TASK REQUIREMENTS: Restate, word for word and with no pictures, the stretch of lines in the data below that begins at the line with "[locate] horse neck (one point each)" and ends at the line with "[locate] red car (one point each)", inclusive.

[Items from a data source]
* * * * * * *

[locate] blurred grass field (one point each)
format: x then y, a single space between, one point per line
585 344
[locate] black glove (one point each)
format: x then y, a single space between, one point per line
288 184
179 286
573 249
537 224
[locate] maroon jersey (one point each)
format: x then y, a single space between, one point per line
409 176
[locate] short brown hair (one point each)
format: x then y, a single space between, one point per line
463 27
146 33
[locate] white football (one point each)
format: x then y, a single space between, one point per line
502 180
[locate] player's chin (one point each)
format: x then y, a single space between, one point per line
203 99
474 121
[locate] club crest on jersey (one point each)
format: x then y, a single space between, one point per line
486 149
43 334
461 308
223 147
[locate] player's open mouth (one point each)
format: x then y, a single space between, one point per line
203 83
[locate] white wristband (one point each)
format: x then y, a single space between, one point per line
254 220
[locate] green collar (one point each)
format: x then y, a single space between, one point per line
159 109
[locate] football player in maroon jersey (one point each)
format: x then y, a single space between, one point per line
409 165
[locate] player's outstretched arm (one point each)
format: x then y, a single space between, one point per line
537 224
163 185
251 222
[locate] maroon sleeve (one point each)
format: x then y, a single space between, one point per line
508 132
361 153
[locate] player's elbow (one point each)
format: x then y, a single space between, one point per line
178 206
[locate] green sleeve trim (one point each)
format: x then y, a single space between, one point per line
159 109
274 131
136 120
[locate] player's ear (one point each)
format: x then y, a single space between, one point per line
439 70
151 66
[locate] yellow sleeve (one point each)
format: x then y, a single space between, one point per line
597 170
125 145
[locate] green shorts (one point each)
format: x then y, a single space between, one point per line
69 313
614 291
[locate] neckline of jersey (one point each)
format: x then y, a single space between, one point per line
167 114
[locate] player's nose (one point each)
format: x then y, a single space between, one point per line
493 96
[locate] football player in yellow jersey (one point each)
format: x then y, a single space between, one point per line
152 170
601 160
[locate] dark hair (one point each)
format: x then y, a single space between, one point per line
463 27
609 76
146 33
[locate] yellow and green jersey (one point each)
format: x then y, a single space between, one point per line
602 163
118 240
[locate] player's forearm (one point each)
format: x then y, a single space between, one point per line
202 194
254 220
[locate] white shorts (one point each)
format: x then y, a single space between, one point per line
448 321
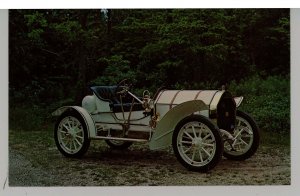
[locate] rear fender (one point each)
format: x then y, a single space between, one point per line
85 115
238 100
162 136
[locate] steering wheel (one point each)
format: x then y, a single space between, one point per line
122 87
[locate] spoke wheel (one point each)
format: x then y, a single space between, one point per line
246 138
70 134
118 144
197 143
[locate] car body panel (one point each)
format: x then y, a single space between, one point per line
162 136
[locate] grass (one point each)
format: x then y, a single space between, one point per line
140 166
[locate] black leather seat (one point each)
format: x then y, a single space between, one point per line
107 93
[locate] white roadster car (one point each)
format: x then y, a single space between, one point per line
201 125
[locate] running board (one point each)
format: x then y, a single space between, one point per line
121 139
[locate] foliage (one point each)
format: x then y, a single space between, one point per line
267 100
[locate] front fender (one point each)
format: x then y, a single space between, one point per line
162 136
85 115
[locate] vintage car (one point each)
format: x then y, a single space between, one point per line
201 125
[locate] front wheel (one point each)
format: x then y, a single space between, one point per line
197 143
118 144
71 135
246 138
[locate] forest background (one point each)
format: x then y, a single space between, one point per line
55 54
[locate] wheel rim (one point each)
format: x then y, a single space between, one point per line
196 144
70 134
243 138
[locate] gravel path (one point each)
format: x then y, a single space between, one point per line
139 166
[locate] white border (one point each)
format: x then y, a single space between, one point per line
4 98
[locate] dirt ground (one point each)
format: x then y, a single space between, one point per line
39 163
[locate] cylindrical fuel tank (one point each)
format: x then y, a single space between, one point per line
221 104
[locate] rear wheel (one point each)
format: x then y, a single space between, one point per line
71 135
197 143
246 138
118 144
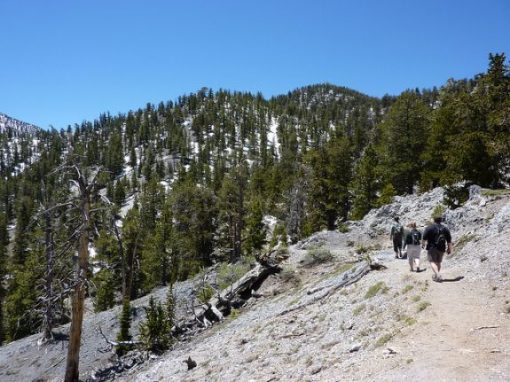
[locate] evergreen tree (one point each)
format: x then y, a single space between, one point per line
155 331
125 325
403 137
365 184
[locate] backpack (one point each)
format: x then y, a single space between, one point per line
397 231
415 237
440 239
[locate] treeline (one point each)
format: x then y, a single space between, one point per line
182 185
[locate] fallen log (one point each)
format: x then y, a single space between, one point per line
347 278
235 295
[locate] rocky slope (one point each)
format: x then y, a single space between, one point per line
15 125
390 325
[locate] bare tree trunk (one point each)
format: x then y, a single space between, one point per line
50 271
73 350
122 257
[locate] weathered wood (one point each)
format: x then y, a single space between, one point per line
239 292
348 278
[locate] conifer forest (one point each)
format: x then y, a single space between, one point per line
107 210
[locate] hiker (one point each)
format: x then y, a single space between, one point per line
412 245
397 233
439 241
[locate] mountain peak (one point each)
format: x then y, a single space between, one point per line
9 123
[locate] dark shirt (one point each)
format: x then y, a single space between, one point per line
409 237
432 231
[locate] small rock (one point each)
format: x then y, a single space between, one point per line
315 369
191 364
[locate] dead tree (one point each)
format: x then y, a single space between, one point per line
85 191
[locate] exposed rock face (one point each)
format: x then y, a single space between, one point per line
303 324
15 125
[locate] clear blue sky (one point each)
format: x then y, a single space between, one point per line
66 61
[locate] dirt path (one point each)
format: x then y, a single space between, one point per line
462 336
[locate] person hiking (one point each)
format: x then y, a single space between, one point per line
438 241
396 235
412 244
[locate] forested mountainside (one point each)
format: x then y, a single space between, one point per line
152 196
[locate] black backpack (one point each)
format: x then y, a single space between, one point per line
440 239
415 237
397 231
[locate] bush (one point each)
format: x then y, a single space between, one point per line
456 196
230 273
438 211
377 288
205 293
316 257
155 331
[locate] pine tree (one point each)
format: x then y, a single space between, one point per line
365 185
155 332
125 325
403 137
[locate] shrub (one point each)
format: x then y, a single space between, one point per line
316 257
379 287
155 331
456 196
205 293
230 273
423 305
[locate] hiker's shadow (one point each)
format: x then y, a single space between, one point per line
450 280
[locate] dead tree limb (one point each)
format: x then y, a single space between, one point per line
347 278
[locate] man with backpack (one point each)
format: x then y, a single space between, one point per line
413 247
439 241
396 235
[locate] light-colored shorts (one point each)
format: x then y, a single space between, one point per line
413 251
435 255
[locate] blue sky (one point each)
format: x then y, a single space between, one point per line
67 61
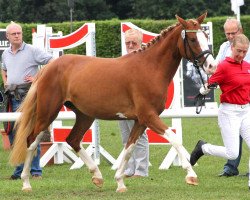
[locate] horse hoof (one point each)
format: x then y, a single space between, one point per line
98 182
28 189
192 180
121 190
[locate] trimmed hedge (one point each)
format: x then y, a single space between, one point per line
108 39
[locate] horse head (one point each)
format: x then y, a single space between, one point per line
193 44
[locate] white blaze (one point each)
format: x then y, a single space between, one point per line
210 63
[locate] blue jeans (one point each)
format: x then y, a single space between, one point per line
231 167
35 165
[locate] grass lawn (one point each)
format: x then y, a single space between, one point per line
61 183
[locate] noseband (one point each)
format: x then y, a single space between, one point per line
195 58
199 99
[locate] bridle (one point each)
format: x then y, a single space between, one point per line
195 58
199 99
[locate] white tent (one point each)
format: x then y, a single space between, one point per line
235 6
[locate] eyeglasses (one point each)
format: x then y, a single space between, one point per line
16 33
130 43
232 33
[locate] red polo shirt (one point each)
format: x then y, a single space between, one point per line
234 81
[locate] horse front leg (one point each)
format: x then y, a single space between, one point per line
119 175
27 163
82 124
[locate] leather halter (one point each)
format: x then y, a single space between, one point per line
199 99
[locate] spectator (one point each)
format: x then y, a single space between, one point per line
19 66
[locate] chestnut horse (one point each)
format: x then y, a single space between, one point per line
111 89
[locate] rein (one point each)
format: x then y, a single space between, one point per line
199 99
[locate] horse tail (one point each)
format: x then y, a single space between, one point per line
24 125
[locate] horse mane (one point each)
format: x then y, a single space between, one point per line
156 39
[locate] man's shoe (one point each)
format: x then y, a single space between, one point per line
225 174
197 152
13 177
36 176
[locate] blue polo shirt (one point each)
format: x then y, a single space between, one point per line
24 62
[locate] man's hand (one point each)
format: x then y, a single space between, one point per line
29 79
204 89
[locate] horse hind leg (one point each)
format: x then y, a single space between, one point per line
27 163
127 152
158 126
191 177
82 124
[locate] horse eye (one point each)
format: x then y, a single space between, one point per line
193 40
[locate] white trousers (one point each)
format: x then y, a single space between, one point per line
233 120
139 160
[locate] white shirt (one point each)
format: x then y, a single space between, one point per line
225 50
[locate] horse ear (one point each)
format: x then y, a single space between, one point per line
182 21
202 17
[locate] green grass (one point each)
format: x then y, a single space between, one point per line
61 183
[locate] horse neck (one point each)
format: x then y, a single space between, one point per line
166 53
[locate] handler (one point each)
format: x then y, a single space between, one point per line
233 77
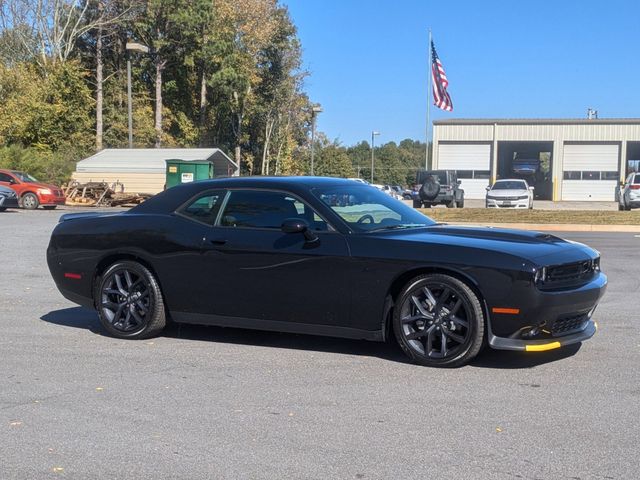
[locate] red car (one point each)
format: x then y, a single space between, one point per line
31 192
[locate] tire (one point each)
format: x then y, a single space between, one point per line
429 190
438 321
29 201
138 315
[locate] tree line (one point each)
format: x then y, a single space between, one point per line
222 73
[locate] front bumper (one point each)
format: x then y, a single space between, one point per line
8 202
47 200
544 319
497 203
501 343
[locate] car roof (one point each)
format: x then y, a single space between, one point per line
277 181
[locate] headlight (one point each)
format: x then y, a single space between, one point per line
540 275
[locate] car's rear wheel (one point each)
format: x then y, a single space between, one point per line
129 301
30 201
438 321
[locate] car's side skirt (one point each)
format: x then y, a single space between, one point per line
277 326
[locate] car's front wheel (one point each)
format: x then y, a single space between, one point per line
438 321
129 301
30 201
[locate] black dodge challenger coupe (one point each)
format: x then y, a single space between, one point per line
325 256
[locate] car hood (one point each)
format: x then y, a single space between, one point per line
507 193
537 247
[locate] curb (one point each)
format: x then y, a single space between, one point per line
556 227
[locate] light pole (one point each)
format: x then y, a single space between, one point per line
132 47
314 111
373 136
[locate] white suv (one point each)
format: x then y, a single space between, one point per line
628 195
510 193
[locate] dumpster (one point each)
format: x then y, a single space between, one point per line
185 171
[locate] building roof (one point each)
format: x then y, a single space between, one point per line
538 121
152 160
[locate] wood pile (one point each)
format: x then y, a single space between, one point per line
101 194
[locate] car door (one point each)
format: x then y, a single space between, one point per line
253 270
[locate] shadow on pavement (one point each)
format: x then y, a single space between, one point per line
79 317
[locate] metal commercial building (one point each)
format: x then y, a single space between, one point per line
143 170
564 159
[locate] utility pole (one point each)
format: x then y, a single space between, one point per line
132 47
373 161
314 111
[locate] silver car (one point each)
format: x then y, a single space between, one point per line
510 193
629 194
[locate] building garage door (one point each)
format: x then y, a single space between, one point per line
590 172
472 161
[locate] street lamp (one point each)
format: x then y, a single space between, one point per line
132 47
314 111
373 136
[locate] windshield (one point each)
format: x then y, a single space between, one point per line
366 208
25 177
509 185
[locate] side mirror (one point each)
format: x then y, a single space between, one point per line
298 225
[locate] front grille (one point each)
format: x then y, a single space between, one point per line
568 323
571 271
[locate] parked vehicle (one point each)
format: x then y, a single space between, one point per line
8 198
411 193
509 193
394 190
32 193
360 180
628 194
325 256
438 187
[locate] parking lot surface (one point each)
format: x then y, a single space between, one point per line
205 402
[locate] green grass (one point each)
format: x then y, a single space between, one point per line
486 215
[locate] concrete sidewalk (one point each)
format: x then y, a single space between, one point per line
556 227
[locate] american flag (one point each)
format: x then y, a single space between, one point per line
441 98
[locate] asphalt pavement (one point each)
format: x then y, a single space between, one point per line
206 402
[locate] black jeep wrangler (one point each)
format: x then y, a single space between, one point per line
438 187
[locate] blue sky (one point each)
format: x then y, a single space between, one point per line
368 60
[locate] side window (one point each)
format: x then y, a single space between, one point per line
5 178
204 208
264 209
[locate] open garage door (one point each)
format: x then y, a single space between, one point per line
590 171
472 161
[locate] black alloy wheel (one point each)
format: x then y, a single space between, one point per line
129 301
438 321
30 201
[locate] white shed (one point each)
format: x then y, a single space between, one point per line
143 170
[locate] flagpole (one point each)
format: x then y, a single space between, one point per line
429 75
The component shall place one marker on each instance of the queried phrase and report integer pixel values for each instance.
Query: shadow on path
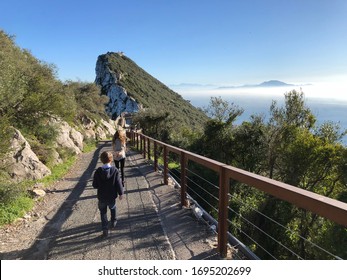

* * * * * * *

EXERCISE RESULT:
[locate] horse neck (one point each)
format: x then y, a single space between, one point per line
166 53
[locate] handler (one point each)
format: x then y, a single space between, one point per line
233 77
[locate] red car (one point each)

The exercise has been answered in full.